Gemina by Amie Kaufman and Jay Kristoff: Review

This book was a must-read for me after I finished reading Illuminae. There’s something fabulous about the uniqueness of its storytelling method. Told, like Illuminae, through a dossier of records presented at a tribunal, its structure allows for layers upon layers of unforeseen plot twists and I thoroughly enjoyed experiencing it.  

Title: Gemina

Author: Amie Kaufman and Jay Kristoff

Date publishedOctober 18, 2016

Pages: 659

Goodreads summary: Moving to a space station at the edge of the galaxy was always going to be the death of Hanna’s social life. Nobody said it might actually get her killed.

The saga that began with Illuminae continues on board the space station Heimdall, where two new characters will confront the next wave of BeiTech’s assault. Hanna is the station captain’s pampered daughter, Nik the reluctant member of a notorious crime family. But while they are struggling with the realities of life aboard the galaxy’s most boring space station, little do they know that Kady Grant and the Hypatia are headed right toward Heimdall, carrying news of the Kerenza invasion.

:: PROVIDED MATERIAL ::
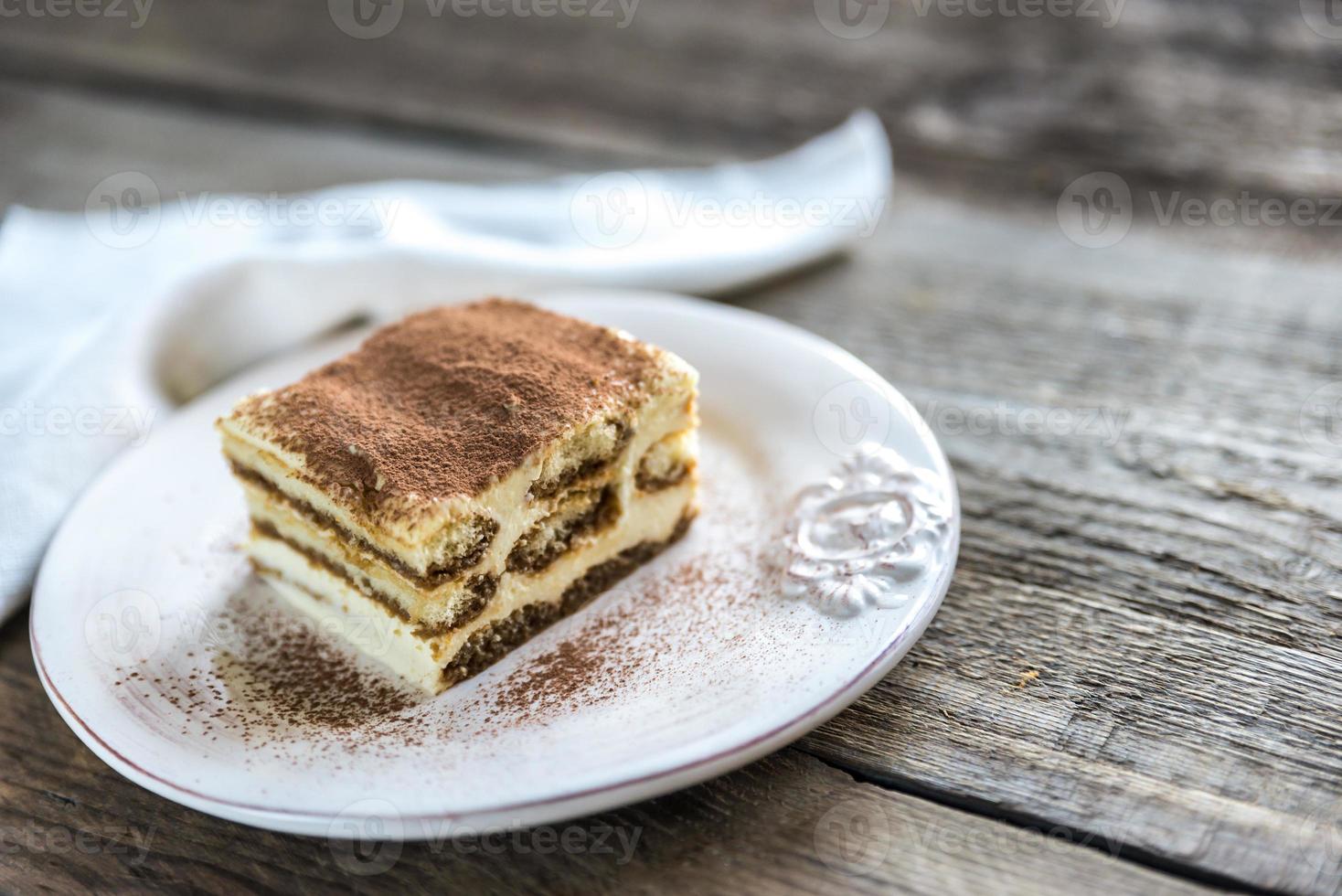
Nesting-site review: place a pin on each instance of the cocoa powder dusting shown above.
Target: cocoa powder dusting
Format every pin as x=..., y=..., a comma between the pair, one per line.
x=449, y=400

:: WHAT TO WORK ON ::
According to the Gemina review, who is Nik?

:: RESPONSE BELOW ::
Nik is the reluctant member of a notorious crime family.